Source passage:
******************************

The irrepressible Richard Desmond, proprietor of the Express group, is wearing a smile as broad as the range of top-shelf magazines on which his empire is built. Company accounts record a 25 per cent increase in operating profits. Annual circulation figures are up at the Daily Express (2.5 per cent) and the Daily Star (9.78 per cent). Desmond has rewarded himself with a £12m salary increase, boosting his personal remuneration to £21m (£629,000 basic, plus a bonus of £20,354,000). His newspapers have even bucked the gravitational pull of war that has done so much to dent the sales of rivals. It seems that the man whom polite society deems unsuitable to control anything more influential than titillation for the sad, actually knows his onions.

Does he really? The core facts are indisputable. Express group profits have not been generated by porn and pap alone. Granted, Desmond's adult entertainment channel Fantasy TV did return a £3m increase in profitability (up from £14m to £17m). Celebrity titles such as OK! brought in an additional £2m. But the pornographic titles, which he would like to sell to boost his claim to be a serious media magnate, experienced no advance in profitability. The biggest single contribution to Richard Desmond's enhanced wealth came from the newspaper division, made up of daily and Sunday editions of the Express and Daily Star. It poured in £33m of profits, £7m more than in the previous year.

In February, during a rare speech to the Jewish educational charity World ORT, Desmond declared, "I'm not a man to accept second place." If wealth generation is the primary objective of newspaper publishing, then he is entitled to believe that he is on the way to achieving his ambition. But in the same speech Desmond made it clear that profit is not his only motive. He revealed that, on the day he took possession of the Express titles, Downing Street called to invite him in for a chat. Richard Desmond said that he was not interested in politics. According to his account, Tony Blair replied, "You will be," and Desmond concluded that, on reflection, he is "interested in things being well run as opposed to badly run".

On that criterion, his new profits offer few grounds for celebration. In the long term, newspapers thrive through good times and bad only if they receive substantial editorial investment. Desmond's arch-rivals, Associated Newspapers, have proved the efficacy of that approach over decades, not over one set of annual accounts. Establishing a firm niche in the market is not something that can be achieved overnight. It requires consistent editorial excellence and matching certainty about identity and role.

Richard Desmond is light years away from achieving that. His newspaper profits are not the product of marginally increased sales. Nor has he earned market-defying receipts from advertising. His approach has been more that of a classic corporate raider. Desmond has stripped £40m worth of costs at his newspapers by sacking staff and ruthlessly controlling even trivial spending. The Express newsroom is a desert compared to those of his principle rivals. He has spent heavily on promotion, but the question for 2003/2004 will be whether core editorial content is good enough to maintain sales when one-off savings from redundancies and other cost-cutting measures have been exhausted.

I doubt it. Newspaper history is full of examples of temporary circulation boosts built on aggressive promotion and pricing. Desmond has used both, but he has not built newspapers that stand scrutiny from an editorial perspective. Perusal of last week's run of the Daily Express illustrates the point.

The naked nastiness of headlines such as "Britain facing asylum anarchy" (Thursday 8 May, left) over a story that almost gloated over warnings of "an upsurge of racial violence"; and the crude populism of "Police: give us guns now" (Saturday 10 May) was poor cover for depleted features, trite commentary and an obsession with celebrity that does not even attempt to identify lateral themes or elements of significance.

It is not just The Sun that does these things better. The Daily Mail does them infinitely better, as do broadsheet titles, to which many Express readers have conventionally regarded their newspaper as a legitimate alternative. Richard Desmond's experience of bottom-feeding might spell long-term success for the Daily and Sunday Star. But with their editorial budgets pared to the bone, the Express titles may soon look very vulnerable indeed. The trouble with one-off savings is that they are one-off. No matter how hard a proprietor promotes, there is no enduring alternative to editorial investment.

******************************

Given information:
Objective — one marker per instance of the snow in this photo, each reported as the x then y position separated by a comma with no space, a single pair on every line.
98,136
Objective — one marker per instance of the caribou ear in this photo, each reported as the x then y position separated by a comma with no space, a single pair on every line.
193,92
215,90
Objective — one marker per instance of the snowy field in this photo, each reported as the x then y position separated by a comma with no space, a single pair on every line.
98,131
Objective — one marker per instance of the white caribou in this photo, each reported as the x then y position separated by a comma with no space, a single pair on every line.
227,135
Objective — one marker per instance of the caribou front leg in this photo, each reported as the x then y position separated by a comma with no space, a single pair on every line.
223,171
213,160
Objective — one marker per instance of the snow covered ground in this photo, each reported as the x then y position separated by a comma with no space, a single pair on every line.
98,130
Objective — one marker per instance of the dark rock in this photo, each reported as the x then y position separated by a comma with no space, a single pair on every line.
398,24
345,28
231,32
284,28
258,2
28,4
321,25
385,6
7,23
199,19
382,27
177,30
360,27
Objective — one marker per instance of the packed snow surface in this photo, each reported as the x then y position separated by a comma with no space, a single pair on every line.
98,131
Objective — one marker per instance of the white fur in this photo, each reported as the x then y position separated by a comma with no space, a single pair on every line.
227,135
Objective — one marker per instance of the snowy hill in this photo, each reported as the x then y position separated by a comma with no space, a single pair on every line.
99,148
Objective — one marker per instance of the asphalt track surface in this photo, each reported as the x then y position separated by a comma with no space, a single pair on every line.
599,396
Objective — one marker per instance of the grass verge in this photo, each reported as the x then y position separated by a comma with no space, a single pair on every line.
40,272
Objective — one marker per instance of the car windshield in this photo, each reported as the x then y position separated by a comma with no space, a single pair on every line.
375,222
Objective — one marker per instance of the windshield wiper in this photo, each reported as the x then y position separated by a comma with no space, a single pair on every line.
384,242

******************************

Work to do:
(A) From the commentary on Richard Desmond's newspapers, extract the part that opens with the words containing "The irrepressible Richard" and closes with "knows his onions.".
(B) According to the commentary on Richard Desmond's newspapers, how much profit did the newspaper division contribute?

Answers by task:
(A)
The irrepressible Richard Desmond, proprietor of the Express group, is wearing a smile as broad as the range of top-shelf magazines on which his empire is built. Company accounts record a 25 per cent increase in operating profits. Annual circulation figures are up at the Daily Express (2.5 per cent) and the Daily Star (9.78 per cent). Desmond has rewarded himself with a £12m salary increase, boosting his personal remuneration to £21m (£629,000 basic, plus a bonus of £20,354,000). His newspapers have even bucked the gravitational pull of war that has done so much to dent the sales of rivals. It seems that the man whom polite society deems unsuitable to control anything more influential than titillation for the sad, actually knows his onions.

(B) It contributed £33m of profits, £7m more than in the previous year.